━━━━━ Data for processing ━━━━━

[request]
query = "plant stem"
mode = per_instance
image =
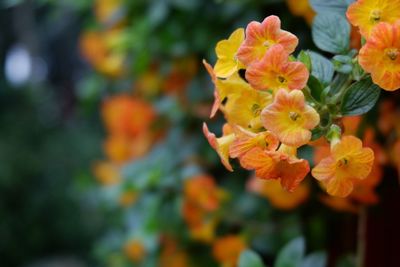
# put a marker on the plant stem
(361, 236)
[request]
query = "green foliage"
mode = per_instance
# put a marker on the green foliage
(360, 97)
(322, 68)
(331, 33)
(316, 259)
(329, 6)
(249, 258)
(292, 254)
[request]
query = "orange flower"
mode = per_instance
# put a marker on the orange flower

━━━━━

## Written request
Reproduce all of the records above word for word, leaving out the pictures.

## In response
[request]
query = "plant stem"
mode = per_instance
image =
# put a marker on the plant stem
(361, 236)
[request]
query = "green foliage"
mode = per_instance
# put a marker on the green foliage
(360, 97)
(322, 68)
(331, 33)
(316, 259)
(329, 6)
(249, 258)
(292, 254)
[request]
query = "orange flower"
mode = per_instance
# put a marker on the orange flower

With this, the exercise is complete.